> [Work item]:
Can you continue the Q&A about the hamster that is losing his fur, starting right after its last sentence?

> [Provided text]:
---------------
Posted: June 11, 2014, 4 p.m. EDT
© Isabelle Francais/I-5 Publishing
If a hamster does not feel comfortable in his environment, he may start barbering his fur.
Q: My daughter’s hamster seems to be losing or eating his fur. It seems that his whole underside / belly is bare, and now he's working on areas on his back. One of his legs looks like he's been working on it as well. Any ideas as to what might cause this? My daughter cleans his cage once a week. He seems to be drinking and eating fine. He's active, especially at night. He does not seem to be sick in any way other than the lack of fur on his belly and spots on his back.
A: If your hamster is removing his hair, that is termed "barbering.” Hamsters and other animals will do this for a variety of reasons and, sadly, there are many times that we run all of the diagnostic tests we have available and still cannot figure out why an animal barbers itself.
It is very important, and sometimes very difficult, to determine if the hair is just falling out or if your hamster is truly chewing or pulling his hair out. The reason this is so important is that we have different diagnostic and treatment pathways based on this discriminator — is the hair coming out on its own or is your hamster pulling it out.
---------------
> [Excerpted records]:
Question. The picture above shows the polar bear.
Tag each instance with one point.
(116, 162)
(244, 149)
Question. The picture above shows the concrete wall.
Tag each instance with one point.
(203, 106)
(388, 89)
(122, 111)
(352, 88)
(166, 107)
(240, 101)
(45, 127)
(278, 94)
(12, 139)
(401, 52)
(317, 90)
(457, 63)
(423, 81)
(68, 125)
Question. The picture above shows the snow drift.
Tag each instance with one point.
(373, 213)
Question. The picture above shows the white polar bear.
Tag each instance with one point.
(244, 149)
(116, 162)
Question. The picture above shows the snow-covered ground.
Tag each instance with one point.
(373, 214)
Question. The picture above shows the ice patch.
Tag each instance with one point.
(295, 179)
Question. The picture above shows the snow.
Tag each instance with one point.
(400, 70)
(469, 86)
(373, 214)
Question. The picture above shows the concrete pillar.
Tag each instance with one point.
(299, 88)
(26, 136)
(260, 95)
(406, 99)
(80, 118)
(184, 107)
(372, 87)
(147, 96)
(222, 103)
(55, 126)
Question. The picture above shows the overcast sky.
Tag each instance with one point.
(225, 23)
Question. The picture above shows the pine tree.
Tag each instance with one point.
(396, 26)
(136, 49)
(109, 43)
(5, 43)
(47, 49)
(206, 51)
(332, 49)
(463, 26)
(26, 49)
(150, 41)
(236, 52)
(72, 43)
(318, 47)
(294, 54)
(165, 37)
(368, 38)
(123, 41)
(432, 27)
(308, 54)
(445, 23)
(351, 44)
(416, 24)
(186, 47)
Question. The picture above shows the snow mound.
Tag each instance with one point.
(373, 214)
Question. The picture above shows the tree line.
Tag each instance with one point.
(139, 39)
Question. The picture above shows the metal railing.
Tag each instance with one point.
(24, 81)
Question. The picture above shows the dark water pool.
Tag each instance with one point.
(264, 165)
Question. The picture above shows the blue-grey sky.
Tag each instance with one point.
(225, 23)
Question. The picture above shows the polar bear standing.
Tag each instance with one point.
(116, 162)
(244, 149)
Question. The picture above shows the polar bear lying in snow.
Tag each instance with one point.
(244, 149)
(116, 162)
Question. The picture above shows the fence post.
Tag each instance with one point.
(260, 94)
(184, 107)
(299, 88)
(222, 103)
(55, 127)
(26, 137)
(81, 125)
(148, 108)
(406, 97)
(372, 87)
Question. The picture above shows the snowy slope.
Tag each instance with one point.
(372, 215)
---------------
> [Your response]:
If the hair is being pulled out, the two major categories for this include physical reasons and psychological reasons. Physical reasons include parasites, bacterial infections, environmental skin irritants and organic disease. These are all reasons that a hamster may feel skin discomfort and chewing out the hair is one way for the hamster to relieve that discomfort. Psychological reasons include dominance by another hamster leading to displacement behavior of pulling out the hair. If your hamster feels "unsafe” in his enclosure or for whatever reason feels "uneasy” in his enclosure or surroundings, he may pull his hair out.
How can we tell exactly what is going on? An examination of the hair and skin can sometimes lead us to an answer. A description of the environment and history is also helpful. Finally, depending on the cause, treatment may include medications or improvements to the husbandry to help the psychological well-being of your hamster.